### THE PROBLEM
Report every line in the listing that contains the string "below".

INFORMATION PROVIDED: Begin

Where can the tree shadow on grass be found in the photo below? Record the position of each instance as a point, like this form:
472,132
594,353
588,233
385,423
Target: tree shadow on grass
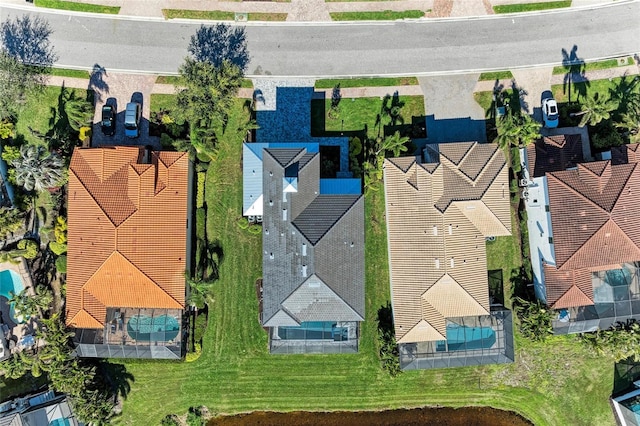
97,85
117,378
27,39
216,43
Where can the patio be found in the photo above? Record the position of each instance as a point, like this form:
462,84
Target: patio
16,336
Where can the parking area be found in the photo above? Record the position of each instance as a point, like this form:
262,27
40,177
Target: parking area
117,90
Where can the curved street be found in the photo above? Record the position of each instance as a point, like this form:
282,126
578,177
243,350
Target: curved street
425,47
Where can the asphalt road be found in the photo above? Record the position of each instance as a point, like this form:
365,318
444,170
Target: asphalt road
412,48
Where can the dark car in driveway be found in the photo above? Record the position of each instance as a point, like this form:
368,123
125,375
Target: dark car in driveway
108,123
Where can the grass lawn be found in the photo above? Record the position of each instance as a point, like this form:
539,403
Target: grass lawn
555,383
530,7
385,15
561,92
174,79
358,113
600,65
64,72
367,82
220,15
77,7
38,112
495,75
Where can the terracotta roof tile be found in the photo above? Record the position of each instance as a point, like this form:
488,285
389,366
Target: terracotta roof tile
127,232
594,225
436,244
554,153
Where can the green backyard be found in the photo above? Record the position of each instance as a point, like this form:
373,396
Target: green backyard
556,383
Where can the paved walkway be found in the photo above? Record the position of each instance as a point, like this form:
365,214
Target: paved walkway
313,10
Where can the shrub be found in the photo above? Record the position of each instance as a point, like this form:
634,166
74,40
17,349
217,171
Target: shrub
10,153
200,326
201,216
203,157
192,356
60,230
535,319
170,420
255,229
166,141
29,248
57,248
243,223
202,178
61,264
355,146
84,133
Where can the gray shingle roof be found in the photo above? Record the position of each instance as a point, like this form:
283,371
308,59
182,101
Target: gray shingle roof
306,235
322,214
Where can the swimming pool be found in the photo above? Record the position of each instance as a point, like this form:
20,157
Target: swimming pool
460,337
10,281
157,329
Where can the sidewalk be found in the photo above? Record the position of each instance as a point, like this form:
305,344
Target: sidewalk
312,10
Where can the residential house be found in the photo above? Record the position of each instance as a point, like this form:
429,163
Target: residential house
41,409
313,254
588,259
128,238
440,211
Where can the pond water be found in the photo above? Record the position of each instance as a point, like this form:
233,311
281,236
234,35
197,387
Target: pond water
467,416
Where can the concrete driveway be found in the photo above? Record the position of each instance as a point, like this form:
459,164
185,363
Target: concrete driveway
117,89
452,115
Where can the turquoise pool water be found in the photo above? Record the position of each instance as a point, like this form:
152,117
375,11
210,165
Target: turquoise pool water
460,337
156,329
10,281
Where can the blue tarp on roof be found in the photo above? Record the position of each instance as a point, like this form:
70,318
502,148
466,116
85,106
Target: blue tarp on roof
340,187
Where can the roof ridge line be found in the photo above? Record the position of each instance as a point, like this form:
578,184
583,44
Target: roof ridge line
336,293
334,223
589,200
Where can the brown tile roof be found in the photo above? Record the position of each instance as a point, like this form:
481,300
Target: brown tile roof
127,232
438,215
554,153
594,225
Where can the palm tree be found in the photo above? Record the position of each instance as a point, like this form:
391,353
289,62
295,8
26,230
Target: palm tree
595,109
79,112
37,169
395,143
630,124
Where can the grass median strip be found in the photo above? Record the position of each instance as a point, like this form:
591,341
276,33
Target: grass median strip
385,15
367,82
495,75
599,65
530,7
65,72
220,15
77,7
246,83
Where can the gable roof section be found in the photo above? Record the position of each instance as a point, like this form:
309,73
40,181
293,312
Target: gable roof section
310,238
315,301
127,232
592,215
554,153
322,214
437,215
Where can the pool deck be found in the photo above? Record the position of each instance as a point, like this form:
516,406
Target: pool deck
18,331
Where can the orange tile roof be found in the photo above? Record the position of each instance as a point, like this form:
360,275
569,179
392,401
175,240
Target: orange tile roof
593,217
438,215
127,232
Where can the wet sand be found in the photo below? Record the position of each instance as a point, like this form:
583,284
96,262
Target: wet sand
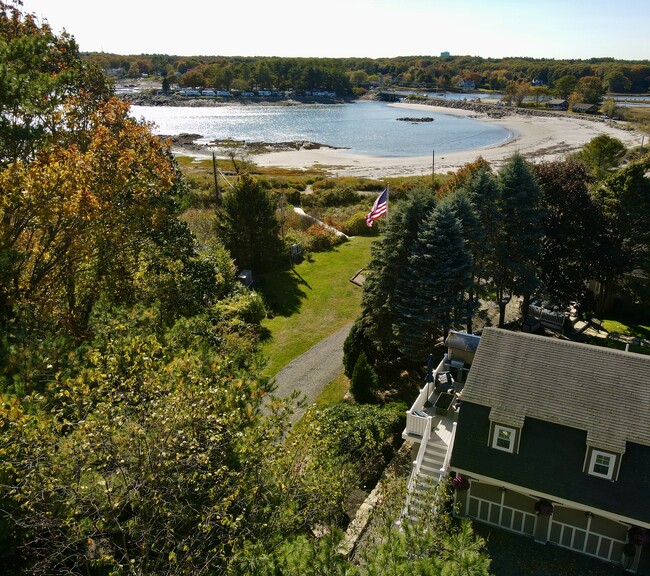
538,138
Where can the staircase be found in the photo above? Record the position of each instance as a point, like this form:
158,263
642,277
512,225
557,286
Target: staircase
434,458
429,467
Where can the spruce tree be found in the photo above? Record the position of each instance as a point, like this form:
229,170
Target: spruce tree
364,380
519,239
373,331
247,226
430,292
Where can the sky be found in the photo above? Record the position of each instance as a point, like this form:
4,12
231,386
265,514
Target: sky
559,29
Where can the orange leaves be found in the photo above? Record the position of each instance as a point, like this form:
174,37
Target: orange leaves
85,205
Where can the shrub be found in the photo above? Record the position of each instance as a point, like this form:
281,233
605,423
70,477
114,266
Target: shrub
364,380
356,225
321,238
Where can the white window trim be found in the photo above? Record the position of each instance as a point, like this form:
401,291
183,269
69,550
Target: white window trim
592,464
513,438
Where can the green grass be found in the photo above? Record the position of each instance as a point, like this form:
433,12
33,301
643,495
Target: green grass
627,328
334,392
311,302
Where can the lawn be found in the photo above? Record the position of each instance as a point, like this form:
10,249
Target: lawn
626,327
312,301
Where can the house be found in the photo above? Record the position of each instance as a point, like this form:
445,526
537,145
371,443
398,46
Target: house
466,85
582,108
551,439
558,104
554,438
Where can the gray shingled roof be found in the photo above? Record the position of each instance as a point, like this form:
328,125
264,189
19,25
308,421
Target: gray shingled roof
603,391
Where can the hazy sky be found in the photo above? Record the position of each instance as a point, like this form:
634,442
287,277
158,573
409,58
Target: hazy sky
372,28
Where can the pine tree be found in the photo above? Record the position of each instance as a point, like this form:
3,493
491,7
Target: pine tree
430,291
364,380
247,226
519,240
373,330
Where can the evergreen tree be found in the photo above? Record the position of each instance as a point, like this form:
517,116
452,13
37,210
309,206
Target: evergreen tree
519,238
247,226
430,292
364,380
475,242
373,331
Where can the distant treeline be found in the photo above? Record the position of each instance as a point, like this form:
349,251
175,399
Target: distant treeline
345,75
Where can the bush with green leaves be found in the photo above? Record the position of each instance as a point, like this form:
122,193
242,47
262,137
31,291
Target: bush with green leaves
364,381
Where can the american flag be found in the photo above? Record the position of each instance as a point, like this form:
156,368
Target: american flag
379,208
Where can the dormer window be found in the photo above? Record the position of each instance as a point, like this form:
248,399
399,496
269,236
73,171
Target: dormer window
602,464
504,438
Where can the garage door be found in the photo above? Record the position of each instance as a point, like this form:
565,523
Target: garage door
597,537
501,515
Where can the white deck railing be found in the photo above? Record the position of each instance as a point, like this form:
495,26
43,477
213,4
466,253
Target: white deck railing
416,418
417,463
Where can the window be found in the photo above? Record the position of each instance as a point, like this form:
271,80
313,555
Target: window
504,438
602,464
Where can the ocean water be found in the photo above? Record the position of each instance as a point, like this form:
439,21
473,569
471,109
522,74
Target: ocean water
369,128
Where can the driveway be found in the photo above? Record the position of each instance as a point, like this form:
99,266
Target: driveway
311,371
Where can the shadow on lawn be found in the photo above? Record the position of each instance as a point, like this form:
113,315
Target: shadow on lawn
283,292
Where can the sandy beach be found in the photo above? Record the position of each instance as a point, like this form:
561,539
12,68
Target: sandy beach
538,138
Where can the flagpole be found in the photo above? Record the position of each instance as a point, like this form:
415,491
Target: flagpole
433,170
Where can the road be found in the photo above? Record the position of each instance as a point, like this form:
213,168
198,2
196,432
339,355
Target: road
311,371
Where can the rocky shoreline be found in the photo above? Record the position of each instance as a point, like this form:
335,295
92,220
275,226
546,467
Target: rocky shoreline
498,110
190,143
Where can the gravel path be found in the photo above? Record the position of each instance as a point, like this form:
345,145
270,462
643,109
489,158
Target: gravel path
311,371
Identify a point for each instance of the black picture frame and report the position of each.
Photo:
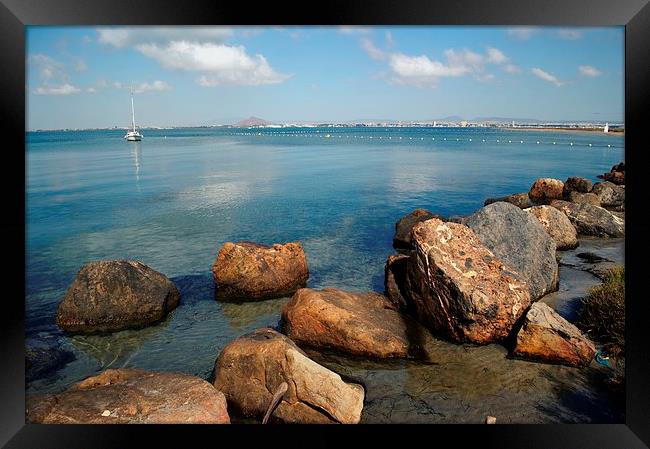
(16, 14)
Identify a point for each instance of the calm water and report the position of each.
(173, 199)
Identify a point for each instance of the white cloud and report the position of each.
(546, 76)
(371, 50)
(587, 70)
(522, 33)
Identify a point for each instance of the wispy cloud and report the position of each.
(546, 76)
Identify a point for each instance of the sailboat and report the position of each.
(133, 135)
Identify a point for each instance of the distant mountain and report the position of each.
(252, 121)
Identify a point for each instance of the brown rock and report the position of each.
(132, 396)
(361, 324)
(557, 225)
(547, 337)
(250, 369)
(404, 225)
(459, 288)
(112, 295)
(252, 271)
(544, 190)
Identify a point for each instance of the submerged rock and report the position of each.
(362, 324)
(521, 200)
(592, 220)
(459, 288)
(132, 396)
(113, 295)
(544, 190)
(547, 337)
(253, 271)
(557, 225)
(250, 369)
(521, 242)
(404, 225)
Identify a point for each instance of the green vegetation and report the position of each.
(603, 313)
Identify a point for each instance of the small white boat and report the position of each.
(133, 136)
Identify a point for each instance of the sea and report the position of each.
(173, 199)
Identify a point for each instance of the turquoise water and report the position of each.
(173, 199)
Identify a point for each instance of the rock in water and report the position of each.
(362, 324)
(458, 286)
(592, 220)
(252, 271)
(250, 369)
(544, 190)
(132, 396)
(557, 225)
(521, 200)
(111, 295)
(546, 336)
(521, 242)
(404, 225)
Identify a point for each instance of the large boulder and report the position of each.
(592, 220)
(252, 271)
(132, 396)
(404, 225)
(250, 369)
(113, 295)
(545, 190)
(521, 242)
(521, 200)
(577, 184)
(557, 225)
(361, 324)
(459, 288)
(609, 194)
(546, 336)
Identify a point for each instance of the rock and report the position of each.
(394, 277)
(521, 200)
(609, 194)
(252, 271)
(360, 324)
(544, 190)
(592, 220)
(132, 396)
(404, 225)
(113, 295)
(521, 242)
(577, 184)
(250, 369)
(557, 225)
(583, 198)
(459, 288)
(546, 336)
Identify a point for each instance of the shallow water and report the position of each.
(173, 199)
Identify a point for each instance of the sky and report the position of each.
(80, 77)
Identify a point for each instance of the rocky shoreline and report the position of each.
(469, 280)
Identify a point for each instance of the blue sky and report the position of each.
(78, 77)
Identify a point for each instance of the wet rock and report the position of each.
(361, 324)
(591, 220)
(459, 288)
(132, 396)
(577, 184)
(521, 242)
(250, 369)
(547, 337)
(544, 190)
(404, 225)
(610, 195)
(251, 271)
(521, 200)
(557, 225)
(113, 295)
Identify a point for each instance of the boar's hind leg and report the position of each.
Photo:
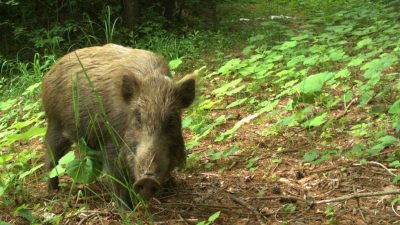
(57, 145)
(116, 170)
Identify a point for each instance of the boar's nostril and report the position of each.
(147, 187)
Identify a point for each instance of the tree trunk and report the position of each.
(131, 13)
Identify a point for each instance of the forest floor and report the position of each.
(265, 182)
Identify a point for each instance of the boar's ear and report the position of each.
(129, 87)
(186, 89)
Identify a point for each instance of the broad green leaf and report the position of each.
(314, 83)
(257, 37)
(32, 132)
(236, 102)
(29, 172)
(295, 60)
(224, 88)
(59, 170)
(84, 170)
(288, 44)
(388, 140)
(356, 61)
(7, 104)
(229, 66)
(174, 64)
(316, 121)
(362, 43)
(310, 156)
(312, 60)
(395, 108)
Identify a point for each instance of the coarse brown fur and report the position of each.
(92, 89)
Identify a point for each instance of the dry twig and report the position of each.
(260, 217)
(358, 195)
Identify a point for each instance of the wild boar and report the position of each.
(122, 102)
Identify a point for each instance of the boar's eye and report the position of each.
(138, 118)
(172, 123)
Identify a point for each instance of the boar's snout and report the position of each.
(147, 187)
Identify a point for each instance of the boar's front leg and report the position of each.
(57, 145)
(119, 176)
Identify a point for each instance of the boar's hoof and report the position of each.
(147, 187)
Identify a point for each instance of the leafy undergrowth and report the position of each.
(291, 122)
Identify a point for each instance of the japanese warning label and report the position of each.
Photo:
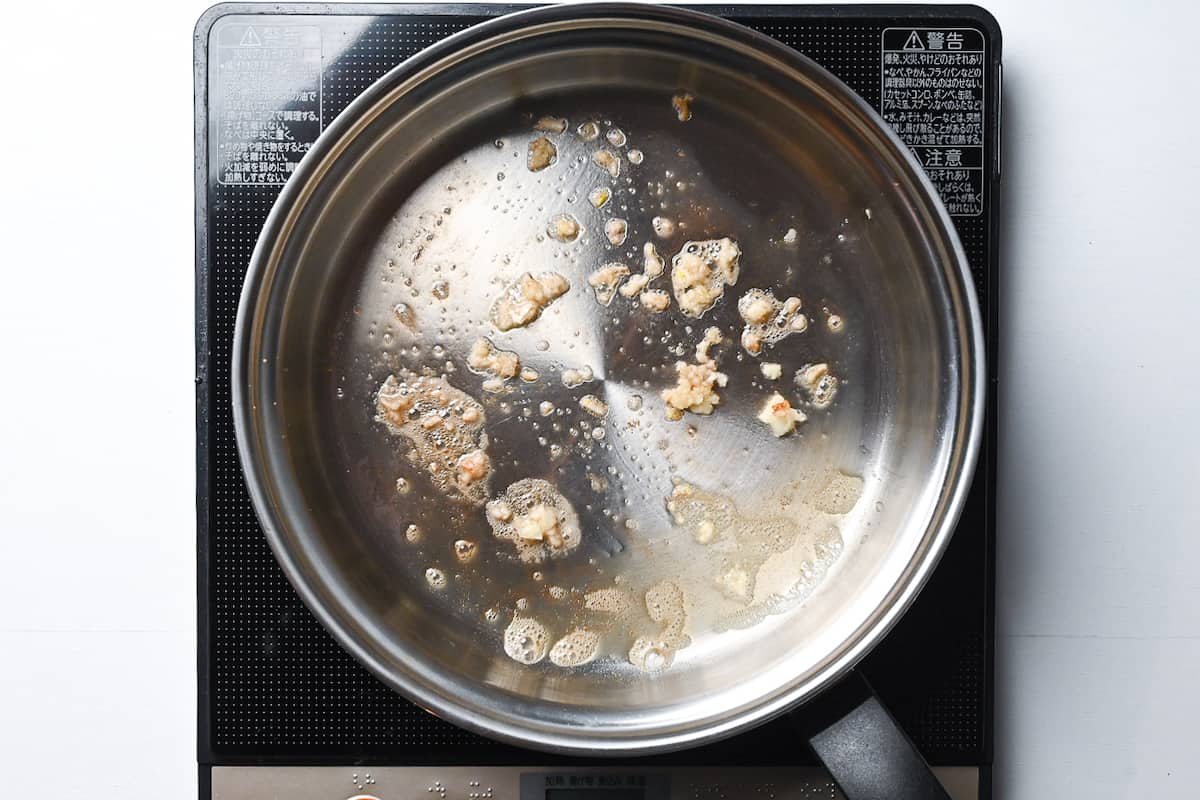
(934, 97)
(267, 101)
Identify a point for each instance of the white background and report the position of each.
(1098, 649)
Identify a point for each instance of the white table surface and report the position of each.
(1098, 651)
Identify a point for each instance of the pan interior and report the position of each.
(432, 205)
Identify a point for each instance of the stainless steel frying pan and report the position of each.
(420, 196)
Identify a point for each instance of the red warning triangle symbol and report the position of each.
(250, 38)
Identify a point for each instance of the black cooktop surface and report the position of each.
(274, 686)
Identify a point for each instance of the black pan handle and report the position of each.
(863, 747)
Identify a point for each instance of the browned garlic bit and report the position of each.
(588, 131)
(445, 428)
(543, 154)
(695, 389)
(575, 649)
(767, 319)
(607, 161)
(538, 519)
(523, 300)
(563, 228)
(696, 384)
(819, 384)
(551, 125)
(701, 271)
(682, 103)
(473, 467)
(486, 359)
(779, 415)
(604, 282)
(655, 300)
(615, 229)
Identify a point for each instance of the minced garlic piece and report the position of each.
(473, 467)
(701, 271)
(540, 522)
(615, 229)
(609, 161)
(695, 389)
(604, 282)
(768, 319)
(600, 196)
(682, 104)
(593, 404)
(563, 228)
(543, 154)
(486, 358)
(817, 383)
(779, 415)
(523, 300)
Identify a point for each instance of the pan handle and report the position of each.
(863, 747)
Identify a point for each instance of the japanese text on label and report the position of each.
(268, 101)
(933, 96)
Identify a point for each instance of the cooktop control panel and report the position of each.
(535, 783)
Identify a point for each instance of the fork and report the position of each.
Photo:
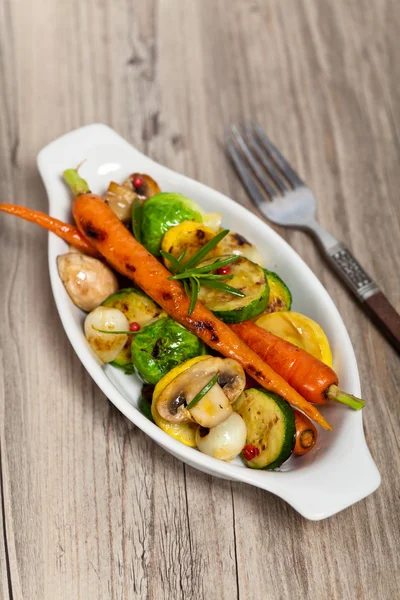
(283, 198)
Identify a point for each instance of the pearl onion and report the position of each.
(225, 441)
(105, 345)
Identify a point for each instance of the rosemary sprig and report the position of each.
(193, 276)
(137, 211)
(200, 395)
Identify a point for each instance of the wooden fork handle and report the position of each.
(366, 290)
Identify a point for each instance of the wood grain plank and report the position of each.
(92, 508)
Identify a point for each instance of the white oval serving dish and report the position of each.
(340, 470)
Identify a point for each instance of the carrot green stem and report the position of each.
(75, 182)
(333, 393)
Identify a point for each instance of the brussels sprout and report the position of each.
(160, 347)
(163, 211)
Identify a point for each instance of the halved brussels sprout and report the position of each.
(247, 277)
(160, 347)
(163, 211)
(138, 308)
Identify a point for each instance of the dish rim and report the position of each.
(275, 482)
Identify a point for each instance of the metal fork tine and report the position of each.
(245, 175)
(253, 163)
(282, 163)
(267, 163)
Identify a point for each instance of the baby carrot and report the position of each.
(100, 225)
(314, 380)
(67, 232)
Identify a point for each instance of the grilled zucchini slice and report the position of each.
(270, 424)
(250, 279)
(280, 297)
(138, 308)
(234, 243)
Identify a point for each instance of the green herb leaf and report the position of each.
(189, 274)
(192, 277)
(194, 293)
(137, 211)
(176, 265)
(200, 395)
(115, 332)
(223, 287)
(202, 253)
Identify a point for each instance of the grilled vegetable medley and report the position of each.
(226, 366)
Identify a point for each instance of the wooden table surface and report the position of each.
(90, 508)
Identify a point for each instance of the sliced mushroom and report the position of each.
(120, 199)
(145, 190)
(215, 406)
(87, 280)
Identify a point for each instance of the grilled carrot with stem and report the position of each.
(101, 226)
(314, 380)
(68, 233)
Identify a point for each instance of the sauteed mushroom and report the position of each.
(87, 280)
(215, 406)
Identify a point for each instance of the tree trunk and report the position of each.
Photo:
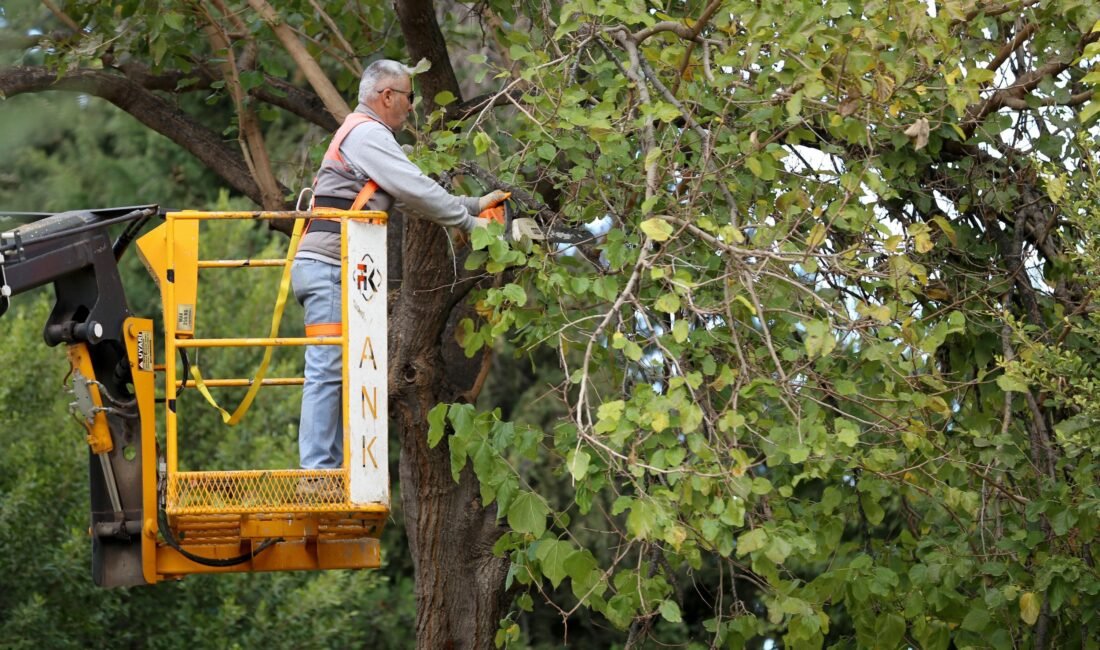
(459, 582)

INFORMATION PROVIDED: End

### RESULT
Where can the tree shadow on grass be found in the photo below? Record the position of each instance as a point, like this form:
Where can the wet sand be found in the photo below? Record the position of each instance as a point, like this form:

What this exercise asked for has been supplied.